» Exercise aim
Transcribe each record below word for word.

--- BEGIN Recorded information ---

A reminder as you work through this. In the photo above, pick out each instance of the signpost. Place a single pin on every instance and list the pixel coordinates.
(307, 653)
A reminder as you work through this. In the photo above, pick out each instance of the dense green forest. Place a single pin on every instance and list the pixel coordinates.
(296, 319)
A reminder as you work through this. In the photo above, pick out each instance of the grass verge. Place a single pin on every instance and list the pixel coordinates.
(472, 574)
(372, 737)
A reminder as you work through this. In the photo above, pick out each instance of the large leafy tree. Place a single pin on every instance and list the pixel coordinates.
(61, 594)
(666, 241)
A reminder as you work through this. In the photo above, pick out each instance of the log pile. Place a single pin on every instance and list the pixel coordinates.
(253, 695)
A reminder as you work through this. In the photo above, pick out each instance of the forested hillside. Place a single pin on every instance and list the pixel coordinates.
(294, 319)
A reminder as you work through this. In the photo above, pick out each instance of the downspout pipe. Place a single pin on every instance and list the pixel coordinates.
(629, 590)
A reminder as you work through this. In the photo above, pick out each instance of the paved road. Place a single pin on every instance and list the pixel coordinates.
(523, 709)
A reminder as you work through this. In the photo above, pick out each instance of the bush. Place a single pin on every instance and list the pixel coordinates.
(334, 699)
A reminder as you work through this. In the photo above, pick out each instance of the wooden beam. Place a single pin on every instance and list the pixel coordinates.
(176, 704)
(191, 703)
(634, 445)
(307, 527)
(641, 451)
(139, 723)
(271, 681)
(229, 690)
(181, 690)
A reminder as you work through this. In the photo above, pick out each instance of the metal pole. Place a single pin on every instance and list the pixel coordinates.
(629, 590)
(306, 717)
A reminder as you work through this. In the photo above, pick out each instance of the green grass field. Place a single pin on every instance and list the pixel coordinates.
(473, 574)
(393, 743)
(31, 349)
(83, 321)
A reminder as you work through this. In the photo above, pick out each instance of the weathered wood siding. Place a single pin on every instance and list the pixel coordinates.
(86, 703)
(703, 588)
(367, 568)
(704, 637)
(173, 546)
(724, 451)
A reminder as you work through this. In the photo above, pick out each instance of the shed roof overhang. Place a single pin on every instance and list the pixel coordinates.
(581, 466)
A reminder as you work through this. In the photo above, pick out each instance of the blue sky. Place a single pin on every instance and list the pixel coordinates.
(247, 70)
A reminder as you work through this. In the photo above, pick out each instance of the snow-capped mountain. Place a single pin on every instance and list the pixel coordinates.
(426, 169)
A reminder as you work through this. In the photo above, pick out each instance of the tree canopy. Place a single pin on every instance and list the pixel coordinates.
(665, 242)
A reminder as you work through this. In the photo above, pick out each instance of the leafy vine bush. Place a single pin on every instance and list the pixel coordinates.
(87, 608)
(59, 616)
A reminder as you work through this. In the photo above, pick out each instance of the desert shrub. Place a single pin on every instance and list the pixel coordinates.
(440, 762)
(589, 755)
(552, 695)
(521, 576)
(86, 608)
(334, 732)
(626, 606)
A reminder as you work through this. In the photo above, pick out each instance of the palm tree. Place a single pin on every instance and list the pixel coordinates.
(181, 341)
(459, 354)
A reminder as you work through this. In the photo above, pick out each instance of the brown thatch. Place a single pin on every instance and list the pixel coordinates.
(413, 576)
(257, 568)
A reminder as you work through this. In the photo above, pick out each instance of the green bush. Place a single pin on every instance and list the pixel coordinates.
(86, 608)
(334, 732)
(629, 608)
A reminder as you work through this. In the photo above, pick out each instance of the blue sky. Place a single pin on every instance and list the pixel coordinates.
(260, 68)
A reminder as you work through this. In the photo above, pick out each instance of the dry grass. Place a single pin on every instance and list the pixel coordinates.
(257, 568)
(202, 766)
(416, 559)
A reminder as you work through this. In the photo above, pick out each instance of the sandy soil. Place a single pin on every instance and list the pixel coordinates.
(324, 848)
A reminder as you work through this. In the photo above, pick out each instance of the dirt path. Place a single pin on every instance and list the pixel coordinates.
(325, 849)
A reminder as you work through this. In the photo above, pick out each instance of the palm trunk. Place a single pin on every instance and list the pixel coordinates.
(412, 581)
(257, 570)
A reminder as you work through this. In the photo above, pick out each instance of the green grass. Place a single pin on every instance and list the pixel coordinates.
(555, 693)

--- END Recorded information ---

» Result for this exercise
A reminder as you work through this. In the photo above, pick out each instance of the signpost. Place a single pin on every instance and list the pixel coordinates.
(307, 653)
A reminder as you work through this. In the photo above, pick out each instance of the dense green forest. Place a single pin on every instance and list the pixel coordinates.
(296, 319)
A reminder as you work through this. In the photo above, pick out each instance of the grass verge. Place a single pin on every instance and list the pixel coordinates.
(472, 574)
(372, 737)
A reminder as you work through this. In the photo above, pick out each instance of the large leafy tree. Place a single pin on every instance and list the pixel coordinates.
(61, 594)
(666, 241)
A reminder as you work through this. In the photo above, pick out each instance of the log pile. Place a single pin on every instance and list the pixel coordinates.
(253, 695)
A reminder as you work through this. In the photo above, pick out each instance of the forested hillside. Place a single pin on every instance and list the pixel coordinates.
(294, 319)
A reminder as you work through this. In the photo above, pick out each instance of the downspout pipe. Place a single pin on every instance and list the pixel coordinates.
(629, 590)
A reminder as you work through this. In the photo above, pick out each instance of the paved road. Place a single pin on every instance and list the pixel coordinates.
(523, 709)
A reminder as you work through this. In the photo above, pick out each instance of the bush. Place a single pin on every instance and list the pixel coordinates.
(334, 699)
A reminder as you work through this. In the photo above, pick out each instance of the wooden beam. Place a single pin on every instance and list the pixel coordinates.
(176, 704)
(191, 703)
(634, 445)
(307, 527)
(641, 451)
(139, 723)
(271, 681)
(229, 690)
(181, 690)
A reminder as you work through this. In the photo above, pick out each instance of the metal pole. Place a single pin on every instance and list the pixel coordinates.
(629, 590)
(306, 717)
A reminder as you work through this. In the photo above, pick out each instance of the green grass field. Place a single pin on every instance and list the pixel coordinates.
(473, 574)
(393, 743)
(31, 349)
(83, 321)
A reminder as you work through this. In the photo above, pick out each instance of the weathered wood siding. Place a single pin on every instance and list the pixel coordinates.
(86, 703)
(703, 588)
(367, 568)
(704, 637)
(173, 546)
(724, 451)
A reminder as you work through this. In the photo above, pick out each instance of the shed roof overhang. Place a single pin on every instance and list the pixel coordinates.
(581, 466)
A reminder as you work through this. In the photo above, pick out each instance of the blue sky. Place a single pin on every instance and list the pixel coordinates.
(247, 70)
A reminder as you work through this. In the photo above, pick out each instance of the snow-capped mountain. Place a single pin on every instance and list the pixel coordinates.
(426, 169)
A reminder as you work through this. In the photo above, pick out each instance of the tree canopy. Place a single pin on every instance and list the pixel coordinates.
(665, 242)
A reminder as you work through this. In the photo above, pick out each instance of the leafy vine bush. Place a single pin on every instance and list the pixel coordinates.
(87, 608)
(59, 616)
A reminder as you work through this. In the photo above, pick out each instance of the desert shrub. Place a single pin on every instance and list the pixel coordinates.
(440, 762)
(589, 755)
(552, 695)
(521, 576)
(86, 608)
(334, 732)
(626, 606)
A reminder as you work through this. In the photo above, pick out each instance of the palm tree. Place a single pin on every instance and list the pixel coordinates.
(181, 341)
(459, 354)
A reminder as you work through this. In the photo above, pick out each instance of the brown thatch. Place a single pin on every instance and list the pixel coordinates.
(413, 576)
(257, 568)
A reminder as you work through this. In the photo above, pick out each instance of the green bush. Place a single pin on every instance and list the pixel coordinates.
(86, 608)
(334, 732)
(629, 608)
A reminder as you work through this. In the photo above, pick out each instance of the blue sky. Place a single pin on every instance and list the pixel coordinates.
(260, 68)
A reminder as you work through this. In the photo above, pick out each instance of the dry grass. Place a single pin on every instance and list the pixel coordinates.
(257, 568)
(202, 766)
(416, 559)
A reminder as you work through this. In the photo above, pick out each instance of the sandy soil. Place a single pin on every instance and list the pixel coordinates.
(324, 848)
A reminder as you work through this. In the photo above, pick out each instance of the dirt path. Place a single pin on every instance and list the pixel coordinates.
(325, 849)
A reminder as you work through this. In the photo above, pick out each instance of the palm trunk. Place a single pin on every instance and list the pixel coordinates.
(412, 581)
(257, 570)
A reminder as you work through this. In the photo above, pick out each instance of the green grass. Place a single pin on every instance and list the pixel coordinates.
(555, 693)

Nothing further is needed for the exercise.